- [Written task] Continue the article on finding the first repeating element in an integer array, picking up right after its last sentence.

- [Source passage]
⟨
How to find the first repeating element in an array of integers

An array in C++ stores multiple values of the same data type in a single variable. We can also say it's a collection of similar items. These items of the same data types in an array are its elements. We can access these elements using the index of the array.

A pictorial representation of arrays is shown below:

The length of this array is 5.
The data type of values stored in this array is an integer.

Find the first repeating element

Given an array of $n$ integers, print the first repeating element from the array. There are many ways to solve this problem, but we'll opt for the most efficient one:

Method 1: Use a nested loop, the outer loop will pick an element one by one, and the inner loop will check if the element is repeated. It will break the loop and print the element.

Method 2: Use hashing, traverse the given array from right to left, and if the element is already in the hash set, update the minimum index. Otherwise, add that element to the hash set.

Proposed solution

Let's pick the first method to solve this problem:

Steps

Use a nested loop, and let the outer loop pick an element one by one.
The inner loop will check the occurrence of elements one by one.
If the repeated element is found, break the loop and print the element. If the element is not found, it will print No repeating element is found.
⟩
- [Supplied data]
⟨
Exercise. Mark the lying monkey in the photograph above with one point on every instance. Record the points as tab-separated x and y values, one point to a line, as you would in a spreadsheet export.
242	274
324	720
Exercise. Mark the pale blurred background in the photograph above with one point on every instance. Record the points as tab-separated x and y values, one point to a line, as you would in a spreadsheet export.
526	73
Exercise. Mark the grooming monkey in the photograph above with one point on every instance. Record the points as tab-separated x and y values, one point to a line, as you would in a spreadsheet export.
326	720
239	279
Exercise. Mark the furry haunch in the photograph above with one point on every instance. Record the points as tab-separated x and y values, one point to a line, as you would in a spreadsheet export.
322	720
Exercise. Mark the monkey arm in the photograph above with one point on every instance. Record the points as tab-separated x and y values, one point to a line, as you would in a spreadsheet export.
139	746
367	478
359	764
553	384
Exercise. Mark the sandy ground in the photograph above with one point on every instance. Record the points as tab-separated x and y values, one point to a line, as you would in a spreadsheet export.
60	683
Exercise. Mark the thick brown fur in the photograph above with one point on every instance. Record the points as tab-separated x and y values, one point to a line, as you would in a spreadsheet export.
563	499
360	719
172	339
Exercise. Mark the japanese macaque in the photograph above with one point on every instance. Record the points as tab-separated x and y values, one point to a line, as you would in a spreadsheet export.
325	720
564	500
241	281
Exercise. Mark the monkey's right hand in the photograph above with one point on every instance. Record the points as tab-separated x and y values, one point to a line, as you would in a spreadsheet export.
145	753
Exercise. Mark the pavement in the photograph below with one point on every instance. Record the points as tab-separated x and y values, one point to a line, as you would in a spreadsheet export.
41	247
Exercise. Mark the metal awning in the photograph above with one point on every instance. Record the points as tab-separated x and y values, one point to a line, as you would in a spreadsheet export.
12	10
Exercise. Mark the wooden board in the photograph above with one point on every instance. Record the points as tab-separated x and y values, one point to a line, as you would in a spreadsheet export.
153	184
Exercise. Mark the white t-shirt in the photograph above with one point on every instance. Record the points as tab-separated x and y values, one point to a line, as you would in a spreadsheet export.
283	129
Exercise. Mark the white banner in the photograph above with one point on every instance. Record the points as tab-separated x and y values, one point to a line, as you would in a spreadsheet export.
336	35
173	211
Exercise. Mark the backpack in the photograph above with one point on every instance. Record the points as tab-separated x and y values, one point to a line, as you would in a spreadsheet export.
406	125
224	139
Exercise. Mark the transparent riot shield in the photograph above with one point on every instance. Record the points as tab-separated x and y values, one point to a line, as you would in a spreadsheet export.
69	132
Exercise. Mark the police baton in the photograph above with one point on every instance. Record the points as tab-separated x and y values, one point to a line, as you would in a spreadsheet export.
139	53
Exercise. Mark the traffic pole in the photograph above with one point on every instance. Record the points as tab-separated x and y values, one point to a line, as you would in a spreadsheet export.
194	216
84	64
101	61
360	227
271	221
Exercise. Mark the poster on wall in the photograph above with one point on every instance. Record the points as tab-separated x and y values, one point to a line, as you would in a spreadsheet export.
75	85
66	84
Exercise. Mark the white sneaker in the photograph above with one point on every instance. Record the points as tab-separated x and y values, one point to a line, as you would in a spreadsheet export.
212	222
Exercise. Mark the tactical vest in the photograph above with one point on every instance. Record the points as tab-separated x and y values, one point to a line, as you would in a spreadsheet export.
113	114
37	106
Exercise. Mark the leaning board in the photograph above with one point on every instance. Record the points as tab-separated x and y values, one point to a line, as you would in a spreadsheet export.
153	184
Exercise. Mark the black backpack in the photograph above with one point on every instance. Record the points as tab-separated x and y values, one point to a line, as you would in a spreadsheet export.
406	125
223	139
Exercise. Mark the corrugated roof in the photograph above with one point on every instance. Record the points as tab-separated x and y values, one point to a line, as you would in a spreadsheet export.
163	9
⟩
- [Task response]
Code example

Let's look at the example below:

#include <iostream>
using namespace std;
int main() {
    int arr[] = {1, 2, 3, 3, 3, 6, 6};
    int n = sizeof(arr) / sizeof(*arr);
    for(int i=0;i<n;i++) // select an element
    {
      // j is intialized with i+1, because 'j = i' is the element itself to compare
      for(int j=i+1;j<n;j++) //traverse ahead and check for duplicate
      {
        // Comparing the element with whole array
        if(arr[i]==arr[j])
          {
            cout<<arr[i];
            return 0;
          }
      }
    }
    // If none of the element is repeating
    
  cout<<"No repeating integer found\n";
  
  return 0;
}

Explanation

In the code above:

Line 6: Intiliaze an array with repeating elements.
Line 7: Find the length of the array and store in the variable n.
Line 9: An outer for loop that iterates through each element of the array.
Line 12: An outer for loop that iterates through the whole array for every single element.
Line 16: Compare the ith element with the whole array.
Lines 18-19: Print the first repeating element and stop the iteration with return 0.
Line 25: Print "No repeating integer found\n" if the array have no repeating element.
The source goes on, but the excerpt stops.